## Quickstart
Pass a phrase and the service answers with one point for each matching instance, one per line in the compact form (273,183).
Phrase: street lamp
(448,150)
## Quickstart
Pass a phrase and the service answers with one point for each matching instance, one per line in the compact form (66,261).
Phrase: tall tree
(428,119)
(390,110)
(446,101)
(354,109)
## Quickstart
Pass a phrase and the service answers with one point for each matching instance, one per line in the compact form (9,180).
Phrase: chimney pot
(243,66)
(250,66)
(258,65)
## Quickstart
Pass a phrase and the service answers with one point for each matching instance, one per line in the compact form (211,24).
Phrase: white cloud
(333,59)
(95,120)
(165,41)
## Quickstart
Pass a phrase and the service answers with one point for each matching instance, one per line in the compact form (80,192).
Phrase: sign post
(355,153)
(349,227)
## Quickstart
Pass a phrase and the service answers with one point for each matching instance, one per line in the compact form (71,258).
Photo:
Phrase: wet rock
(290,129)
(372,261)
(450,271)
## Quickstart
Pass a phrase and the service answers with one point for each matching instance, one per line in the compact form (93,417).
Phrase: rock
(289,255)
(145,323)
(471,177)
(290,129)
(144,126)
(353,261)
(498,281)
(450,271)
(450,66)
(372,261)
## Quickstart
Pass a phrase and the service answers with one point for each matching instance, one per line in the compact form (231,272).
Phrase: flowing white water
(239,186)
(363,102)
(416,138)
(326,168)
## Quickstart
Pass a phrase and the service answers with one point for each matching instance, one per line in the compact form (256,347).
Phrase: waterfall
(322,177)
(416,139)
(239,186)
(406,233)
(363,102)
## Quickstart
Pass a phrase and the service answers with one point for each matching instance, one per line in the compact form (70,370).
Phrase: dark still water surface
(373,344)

++++++++++++++++++++

Directions for this task =>
Word for word, output all of the material.

Expected output =>
## Quickstart
Pass a phrase and the service answers with one point for each matching instance, one per line in the compact form (273,183).
Phrase: street lamp
(448,150)
## Quickstart
Pass a phrase and the service answers with one point for each matching instance, one per line in the compact form (66,261).
Phrase: tall tree
(428,119)
(390,110)
(446,101)
(354,109)
## Quickstart
Pass a phrase and the service answers with one point for each matching instance, one per line in the compact form (9,180).
Phrase: chimney pot
(243,66)
(250,66)
(258,65)
## Quickstart
Pass a phrase and the service answers with one point for each matching instance, one per line in the compact form (211,24).
Phrase: white cloud
(333,59)
(95,120)
(165,41)
## Quickstart
Pass a phrase and the service answers with one point for each matching instance, one per line in the compact form (80,192).
Phrase: sign post
(355,153)
(349,227)
## Quickstart
Pass a phrase and the service answers with one point for each matching instance, one per line in the compact form (71,258).
Photo:
Phrase: wet rock
(290,129)
(372,261)
(450,271)
## Quickstart
Pass a phrase and the service answers with one point for each matching instance, one per line in the compact form (93,417).
Phrase: rock
(289,255)
(145,323)
(471,177)
(290,129)
(144,126)
(353,261)
(498,281)
(450,271)
(450,66)
(372,261)
## Quickstart
Pass a phrase and the service answers with one point for each matching instance, one per line in the compact form (231,272).
Phrase: flowing white water
(239,186)
(363,102)
(416,138)
(326,168)
## Quickstart
Pass a phrase and the service answers with one point for each matching instance, one per line in the compact form (256,347).
Phrase: waterfall
(322,177)
(416,139)
(239,186)
(406,233)
(363,102)
## Quickstart
Pass a phrase and the service answers with one point for each matching instance, one per line in the compact form (70,370).
Phrase: dark still water surface
(373,344)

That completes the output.